§ **Required work**: Could you extract every entry below and reproduce it exactly?

▬▬▬

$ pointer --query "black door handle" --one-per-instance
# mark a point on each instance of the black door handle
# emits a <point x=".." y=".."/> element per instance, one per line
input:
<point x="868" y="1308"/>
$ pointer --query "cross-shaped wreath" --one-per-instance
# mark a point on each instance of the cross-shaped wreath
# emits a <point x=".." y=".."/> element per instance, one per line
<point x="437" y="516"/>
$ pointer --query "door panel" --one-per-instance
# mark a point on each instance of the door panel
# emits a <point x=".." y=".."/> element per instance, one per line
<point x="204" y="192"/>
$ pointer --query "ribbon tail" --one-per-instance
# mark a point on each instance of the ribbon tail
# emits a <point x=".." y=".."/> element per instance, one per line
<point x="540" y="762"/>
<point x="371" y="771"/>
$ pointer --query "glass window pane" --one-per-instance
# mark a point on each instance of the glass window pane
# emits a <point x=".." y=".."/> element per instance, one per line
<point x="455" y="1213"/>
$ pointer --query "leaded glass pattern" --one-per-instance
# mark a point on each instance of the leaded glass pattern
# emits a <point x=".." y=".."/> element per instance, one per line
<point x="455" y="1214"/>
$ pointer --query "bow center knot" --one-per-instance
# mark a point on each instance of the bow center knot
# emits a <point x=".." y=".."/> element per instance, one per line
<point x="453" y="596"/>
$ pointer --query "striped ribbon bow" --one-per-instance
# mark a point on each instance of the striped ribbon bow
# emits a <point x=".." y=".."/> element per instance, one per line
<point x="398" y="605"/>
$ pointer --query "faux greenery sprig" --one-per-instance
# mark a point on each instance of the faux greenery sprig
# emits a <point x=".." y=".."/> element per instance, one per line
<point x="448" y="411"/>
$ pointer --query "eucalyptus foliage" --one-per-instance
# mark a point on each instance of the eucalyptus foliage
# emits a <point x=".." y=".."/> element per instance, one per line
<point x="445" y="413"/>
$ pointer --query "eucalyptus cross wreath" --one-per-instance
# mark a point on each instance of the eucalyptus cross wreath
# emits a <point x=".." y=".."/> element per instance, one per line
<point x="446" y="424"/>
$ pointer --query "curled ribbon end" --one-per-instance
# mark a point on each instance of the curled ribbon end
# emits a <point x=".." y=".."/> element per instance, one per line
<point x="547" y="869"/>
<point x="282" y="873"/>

▬▬▬

§ **Solution below**:
$ pointer --query "black door handle" --one-per-instance
# mark a point on each instance of the black door handle
# emits a <point x=".." y=".."/> element per instance, one per line
input:
<point x="868" y="1308"/>
$ pointer --query "cross-shaped wreath" --one-per-instance
# mark a point on each instance of the cross-shaped wreath
# emits a <point x=".." y=".."/> element per instance, one per line
<point x="437" y="516"/>
$ pointer --query "door panel" --one-per-instance
# mark a point on each instance of the door panel
# emits a <point x=".." y=".."/> element per instance, one per line
<point x="204" y="192"/>
$ pointer --query "ribbon tail" --one-per-instance
# mark a point on each instance of the ribbon tail
# emits a <point x=".." y=".."/> element per instance, one per line
<point x="540" y="762"/>
<point x="371" y="771"/>
$ pointer --query "glass window pane" --one-per-instance
# mark a point on each instance of the glass window pane
# emits a <point x=".." y=".."/> element per instance, one per line
<point x="455" y="1213"/>
$ pointer --query "leaded glass pattern" --one-per-instance
# mark a point on each instance of the leaded glass pattern
# emits a <point x=".." y=".."/> element per instance, one per line
<point x="455" y="1214"/>
$ pointer --query "bow center knot" --one-per-instance
# mark a point on each instance of the bow center knot
# emits a <point x=".." y=".."/> element per instance, one per line
<point x="453" y="596"/>
$ pointer --query "striped ribbon bow" --one-per-instance
# mark a point on each instance of the striped ribbon bow
# emits a <point x=".." y=".."/> element per instance, one per line
<point x="398" y="605"/>
$ pointer --query "faux greenery sprig" --one-per-instance
# mark a point on each instance of the faux greenery sprig
# emits a <point x=".." y=".."/> element per instance, one per line
<point x="448" y="411"/>
$ pointer --query "eucalyptus foliage" --one-per-instance
# mark a point on each instance of the eucalyptus foliage
# emits a <point x=".." y=".."/> element per instance, one per line
<point x="445" y="413"/>
$ pointer --query "eucalyptus cross wreath" --one-per-instance
# mark a point on each instance of the eucalyptus cross wreath
# emits a <point x=".." y=".."/> element per instance, one per line
<point x="446" y="424"/>
$ pointer --query "curled ribbon end" --one-per-instance
# mark a point on each instance of the curled ribbon end
# emits a <point x=".." y=".."/> element per instance, one per line
<point x="547" y="869"/>
<point x="282" y="873"/>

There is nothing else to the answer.